TASK STATEMENT ::
Nothing but the lines from the one including "chair armrest -> point" through the last line of the entries, restated exactly, should appear in the answer; omit the pictures.

(Region pointing data)
-- Opening Marker --
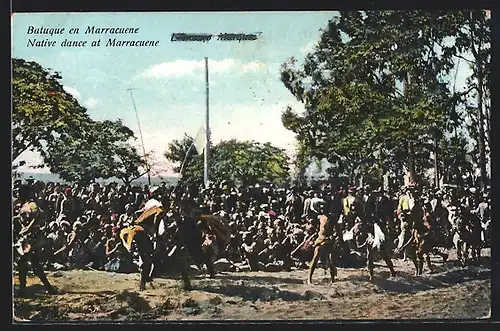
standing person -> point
(324, 244)
(28, 246)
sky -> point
(246, 94)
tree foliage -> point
(246, 162)
(99, 150)
(42, 111)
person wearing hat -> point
(324, 244)
(28, 246)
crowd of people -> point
(271, 228)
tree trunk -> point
(436, 161)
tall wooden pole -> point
(140, 135)
(207, 128)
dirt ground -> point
(451, 292)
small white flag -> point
(199, 140)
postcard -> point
(207, 165)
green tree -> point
(247, 162)
(99, 150)
(42, 111)
(376, 82)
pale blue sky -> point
(246, 95)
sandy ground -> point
(451, 292)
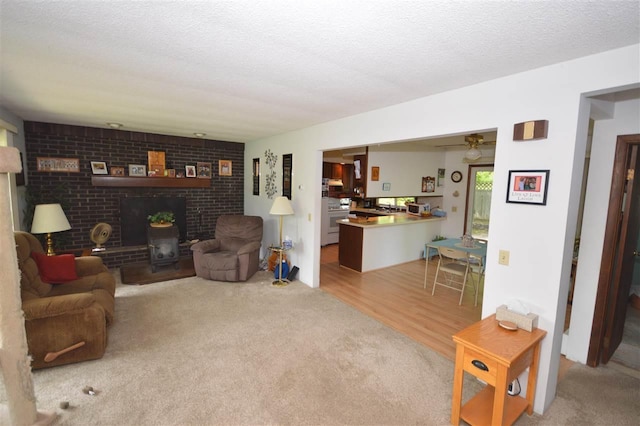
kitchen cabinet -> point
(347, 177)
(360, 175)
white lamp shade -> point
(281, 207)
(473, 154)
(49, 218)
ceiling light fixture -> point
(473, 153)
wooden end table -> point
(496, 356)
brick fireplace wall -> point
(85, 204)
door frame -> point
(603, 314)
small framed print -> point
(428, 184)
(287, 170)
(51, 164)
(528, 186)
(375, 173)
(99, 168)
(224, 167)
(117, 171)
(204, 170)
(137, 170)
(256, 176)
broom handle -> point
(53, 355)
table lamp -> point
(281, 207)
(47, 219)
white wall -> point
(539, 238)
(625, 120)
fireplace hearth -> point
(134, 212)
(163, 246)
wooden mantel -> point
(150, 182)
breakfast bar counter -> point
(379, 242)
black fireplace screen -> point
(134, 212)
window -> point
(479, 201)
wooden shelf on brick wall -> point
(149, 182)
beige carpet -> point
(197, 352)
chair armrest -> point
(249, 247)
(206, 246)
(45, 307)
(89, 265)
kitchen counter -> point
(390, 219)
(384, 241)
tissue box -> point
(526, 322)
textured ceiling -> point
(243, 70)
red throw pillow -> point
(56, 269)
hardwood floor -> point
(395, 296)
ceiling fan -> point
(472, 141)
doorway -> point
(619, 254)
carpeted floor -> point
(195, 352)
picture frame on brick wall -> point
(204, 170)
(54, 164)
(224, 167)
(117, 171)
(137, 170)
(99, 168)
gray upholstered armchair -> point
(234, 254)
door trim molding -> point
(618, 179)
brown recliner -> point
(61, 315)
(234, 253)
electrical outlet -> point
(503, 257)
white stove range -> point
(333, 209)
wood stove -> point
(163, 246)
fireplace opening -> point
(134, 212)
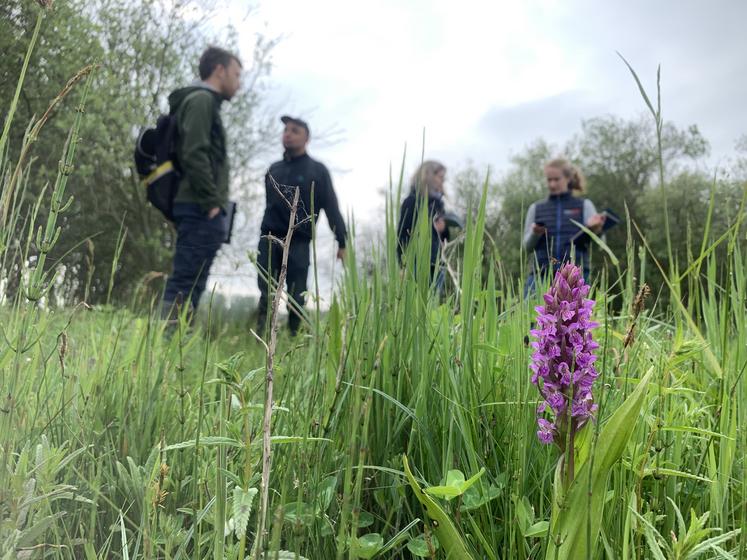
-- Closing Marker --
SOLUTION ::
chair armrest -> point
(249, 247)
(206, 246)
(45, 307)
(89, 265)
kitchen counter -> point
(390, 219)
(384, 241)
tissue box -> point
(526, 322)
textured ceiling -> point
(243, 70)
red throw pillow -> point
(56, 269)
hardwood floor -> point
(395, 296)
ceiling fan -> point
(472, 141)
doorway -> point
(619, 254)
carpeted floor -> point
(195, 352)
picture frame on brick wall -> point
(204, 170)
(54, 164)
(224, 167)
(117, 171)
(137, 170)
(99, 168)
gray upholstered armchair -> point
(234, 254)
door trim molding -> point
(618, 179)
brown recliner -> point
(61, 315)
(234, 253)
electrical outlet -> point
(503, 257)
white stove range -> point
(333, 209)
wood stove -> point
(163, 246)
fireplace opening -> point
(134, 212)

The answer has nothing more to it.